[Stored records]

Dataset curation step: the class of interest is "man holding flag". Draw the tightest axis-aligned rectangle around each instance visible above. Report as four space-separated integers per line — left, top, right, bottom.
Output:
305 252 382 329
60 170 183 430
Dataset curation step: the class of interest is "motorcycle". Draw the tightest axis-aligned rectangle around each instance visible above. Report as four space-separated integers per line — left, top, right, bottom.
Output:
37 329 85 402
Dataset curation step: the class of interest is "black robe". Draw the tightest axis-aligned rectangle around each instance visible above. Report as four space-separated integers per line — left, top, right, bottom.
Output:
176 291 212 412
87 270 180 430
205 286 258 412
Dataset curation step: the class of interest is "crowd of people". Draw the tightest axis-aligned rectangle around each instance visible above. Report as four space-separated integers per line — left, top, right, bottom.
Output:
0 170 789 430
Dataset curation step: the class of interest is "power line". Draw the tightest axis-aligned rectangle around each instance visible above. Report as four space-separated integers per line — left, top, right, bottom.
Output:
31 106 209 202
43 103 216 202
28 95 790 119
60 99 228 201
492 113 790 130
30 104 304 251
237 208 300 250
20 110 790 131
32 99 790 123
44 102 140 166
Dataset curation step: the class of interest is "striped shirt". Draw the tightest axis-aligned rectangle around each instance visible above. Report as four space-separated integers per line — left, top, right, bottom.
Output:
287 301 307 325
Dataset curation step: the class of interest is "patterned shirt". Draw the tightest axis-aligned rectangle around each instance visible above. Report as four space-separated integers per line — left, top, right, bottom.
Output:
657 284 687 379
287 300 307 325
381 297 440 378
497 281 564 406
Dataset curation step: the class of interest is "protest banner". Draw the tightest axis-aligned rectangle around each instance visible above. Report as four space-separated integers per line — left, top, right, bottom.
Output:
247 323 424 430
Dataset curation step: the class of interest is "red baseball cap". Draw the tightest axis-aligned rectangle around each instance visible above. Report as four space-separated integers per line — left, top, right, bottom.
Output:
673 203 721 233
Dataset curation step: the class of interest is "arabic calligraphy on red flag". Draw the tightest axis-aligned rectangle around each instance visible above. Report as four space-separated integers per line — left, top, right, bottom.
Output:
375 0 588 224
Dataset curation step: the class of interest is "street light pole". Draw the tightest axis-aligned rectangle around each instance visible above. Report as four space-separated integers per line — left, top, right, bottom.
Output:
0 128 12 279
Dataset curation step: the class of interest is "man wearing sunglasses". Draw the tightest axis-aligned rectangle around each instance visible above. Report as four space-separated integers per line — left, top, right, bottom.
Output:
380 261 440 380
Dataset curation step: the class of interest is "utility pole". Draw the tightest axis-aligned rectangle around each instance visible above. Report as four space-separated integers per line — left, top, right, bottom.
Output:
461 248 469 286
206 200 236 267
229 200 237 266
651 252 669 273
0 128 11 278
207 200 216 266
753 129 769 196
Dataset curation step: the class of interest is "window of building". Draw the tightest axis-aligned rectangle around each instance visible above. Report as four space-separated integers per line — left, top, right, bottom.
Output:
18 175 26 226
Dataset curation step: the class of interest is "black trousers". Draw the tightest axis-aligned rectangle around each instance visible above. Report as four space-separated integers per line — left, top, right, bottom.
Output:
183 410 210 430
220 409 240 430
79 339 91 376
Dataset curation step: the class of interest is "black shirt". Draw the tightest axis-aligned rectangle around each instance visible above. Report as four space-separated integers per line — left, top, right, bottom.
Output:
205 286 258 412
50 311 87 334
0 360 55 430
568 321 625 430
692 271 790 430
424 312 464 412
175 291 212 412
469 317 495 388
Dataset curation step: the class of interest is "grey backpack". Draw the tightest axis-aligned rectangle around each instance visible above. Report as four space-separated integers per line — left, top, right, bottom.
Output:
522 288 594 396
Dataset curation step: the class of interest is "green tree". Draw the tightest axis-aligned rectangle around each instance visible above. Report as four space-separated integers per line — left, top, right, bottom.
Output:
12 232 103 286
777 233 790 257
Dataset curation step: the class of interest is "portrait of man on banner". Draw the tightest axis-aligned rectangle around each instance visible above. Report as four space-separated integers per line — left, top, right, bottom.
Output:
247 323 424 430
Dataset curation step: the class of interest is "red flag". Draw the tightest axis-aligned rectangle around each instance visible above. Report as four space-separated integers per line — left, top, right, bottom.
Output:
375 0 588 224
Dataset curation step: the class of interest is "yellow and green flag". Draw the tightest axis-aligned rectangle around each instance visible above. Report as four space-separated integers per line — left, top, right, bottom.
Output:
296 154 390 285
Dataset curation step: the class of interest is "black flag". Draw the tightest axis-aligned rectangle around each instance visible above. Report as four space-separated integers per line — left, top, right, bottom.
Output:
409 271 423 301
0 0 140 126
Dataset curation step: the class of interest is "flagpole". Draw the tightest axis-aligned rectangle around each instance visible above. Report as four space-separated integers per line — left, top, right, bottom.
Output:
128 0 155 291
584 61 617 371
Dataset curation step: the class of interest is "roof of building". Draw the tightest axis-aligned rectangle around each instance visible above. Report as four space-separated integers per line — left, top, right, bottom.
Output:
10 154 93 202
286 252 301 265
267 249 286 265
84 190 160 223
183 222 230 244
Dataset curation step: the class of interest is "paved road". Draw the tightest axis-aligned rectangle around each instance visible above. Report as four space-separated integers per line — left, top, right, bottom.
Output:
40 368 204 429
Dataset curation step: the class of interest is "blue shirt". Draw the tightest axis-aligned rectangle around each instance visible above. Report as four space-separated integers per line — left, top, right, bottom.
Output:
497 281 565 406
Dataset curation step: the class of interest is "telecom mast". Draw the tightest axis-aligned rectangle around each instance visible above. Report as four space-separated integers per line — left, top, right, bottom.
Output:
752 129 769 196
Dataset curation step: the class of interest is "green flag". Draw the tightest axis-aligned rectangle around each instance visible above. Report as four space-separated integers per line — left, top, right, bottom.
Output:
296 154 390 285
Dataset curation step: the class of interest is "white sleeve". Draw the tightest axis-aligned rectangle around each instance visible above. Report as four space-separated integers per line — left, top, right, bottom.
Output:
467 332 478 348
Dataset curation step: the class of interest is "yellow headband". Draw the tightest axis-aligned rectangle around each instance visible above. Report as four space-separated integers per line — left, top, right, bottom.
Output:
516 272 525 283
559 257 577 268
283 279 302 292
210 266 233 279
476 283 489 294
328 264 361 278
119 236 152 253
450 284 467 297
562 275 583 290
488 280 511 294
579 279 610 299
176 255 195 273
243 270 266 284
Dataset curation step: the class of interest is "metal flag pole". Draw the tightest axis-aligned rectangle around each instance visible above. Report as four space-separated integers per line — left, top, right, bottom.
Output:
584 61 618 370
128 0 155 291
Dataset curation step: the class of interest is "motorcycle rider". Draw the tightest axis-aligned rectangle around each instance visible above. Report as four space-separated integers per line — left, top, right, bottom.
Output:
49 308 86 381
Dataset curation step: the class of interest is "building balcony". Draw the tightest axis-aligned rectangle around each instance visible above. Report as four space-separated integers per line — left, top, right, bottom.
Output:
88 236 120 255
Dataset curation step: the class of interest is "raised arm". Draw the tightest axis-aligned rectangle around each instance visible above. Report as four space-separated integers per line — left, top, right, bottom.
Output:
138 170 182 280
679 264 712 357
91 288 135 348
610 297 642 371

■ DIRECTIONS FOR THIS TASK ■
Gather each line in the entries above where the string "banner" is found.

■ RESPONSE TO THE TASK ■
Dataset curation step: the class of interest is "protest banner". Draw the tightest axis-aligned rectangle around each instance visible above. Report as four space-separated integers per line — left, top, right, bottom.
Dataset curation step: the class of interest is "portrait of man on banner". Draw the tightest axis-aligned rectangle around each instance visible above. Report as four space-separated integers per line — left, top, right, bottom.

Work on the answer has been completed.